§ **GOAL OF THE EXERCISE**: Count the lines in the rows below that contain the string "wing", treating uppercase and lowercase letters as different. Give only the number.

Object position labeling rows
+++

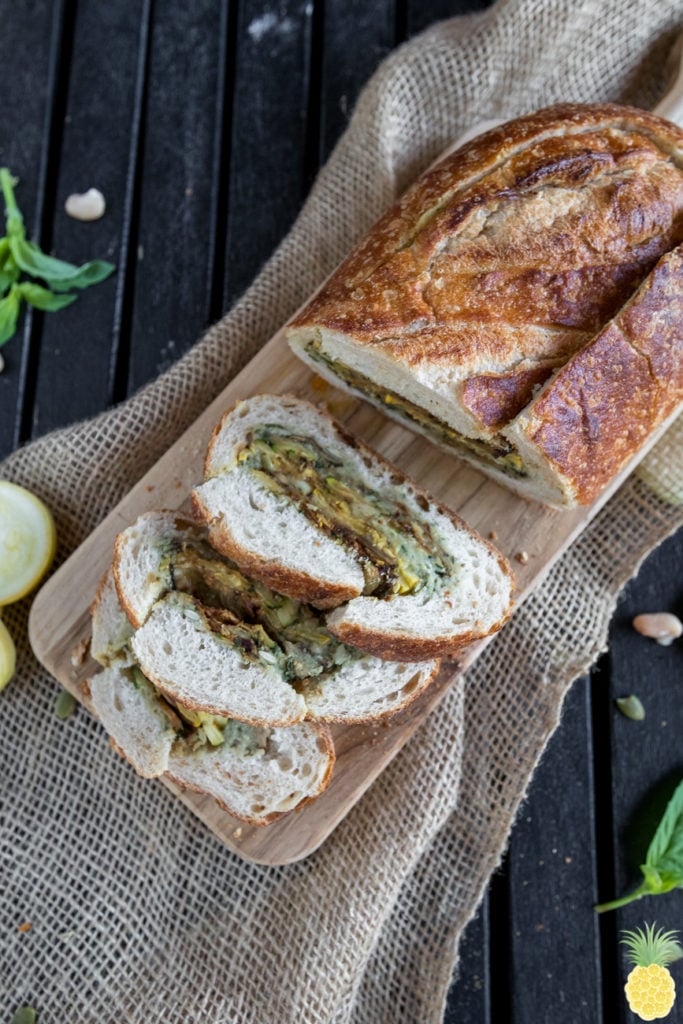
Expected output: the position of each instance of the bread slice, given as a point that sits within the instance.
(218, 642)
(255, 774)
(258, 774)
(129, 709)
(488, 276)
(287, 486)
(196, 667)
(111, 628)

+++

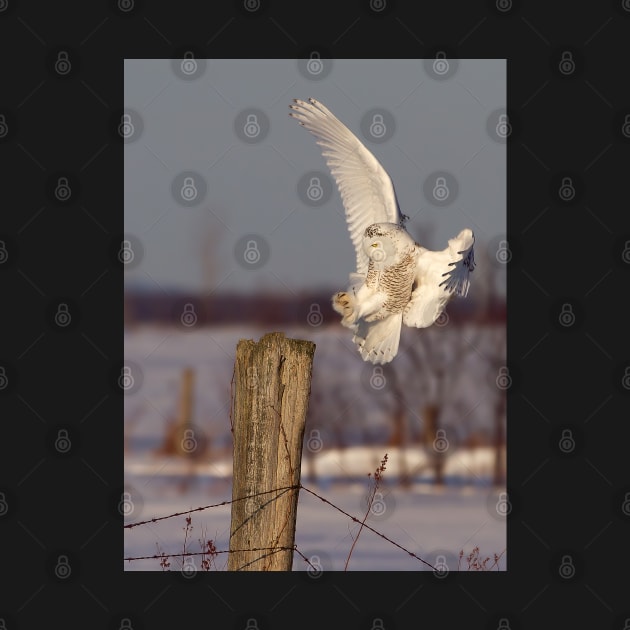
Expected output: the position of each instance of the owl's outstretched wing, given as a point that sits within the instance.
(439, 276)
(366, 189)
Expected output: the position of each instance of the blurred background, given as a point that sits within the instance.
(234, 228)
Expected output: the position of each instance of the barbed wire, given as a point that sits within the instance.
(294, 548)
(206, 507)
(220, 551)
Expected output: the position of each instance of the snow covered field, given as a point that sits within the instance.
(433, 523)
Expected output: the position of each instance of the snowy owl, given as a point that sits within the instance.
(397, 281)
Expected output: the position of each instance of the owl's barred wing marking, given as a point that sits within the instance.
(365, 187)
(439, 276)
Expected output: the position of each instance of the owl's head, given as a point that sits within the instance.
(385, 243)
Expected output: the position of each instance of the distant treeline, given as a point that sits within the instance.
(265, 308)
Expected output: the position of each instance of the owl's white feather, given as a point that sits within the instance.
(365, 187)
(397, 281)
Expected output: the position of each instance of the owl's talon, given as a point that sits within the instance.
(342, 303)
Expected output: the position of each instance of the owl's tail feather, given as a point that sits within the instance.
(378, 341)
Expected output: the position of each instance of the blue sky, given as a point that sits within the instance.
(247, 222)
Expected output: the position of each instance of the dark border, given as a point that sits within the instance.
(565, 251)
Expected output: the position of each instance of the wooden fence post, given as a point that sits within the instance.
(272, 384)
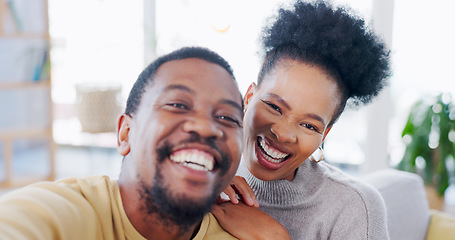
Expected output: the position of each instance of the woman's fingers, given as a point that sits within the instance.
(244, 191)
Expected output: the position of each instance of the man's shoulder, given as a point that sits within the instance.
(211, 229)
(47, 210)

+++

§ **COMPLETE OUTPUT**: 2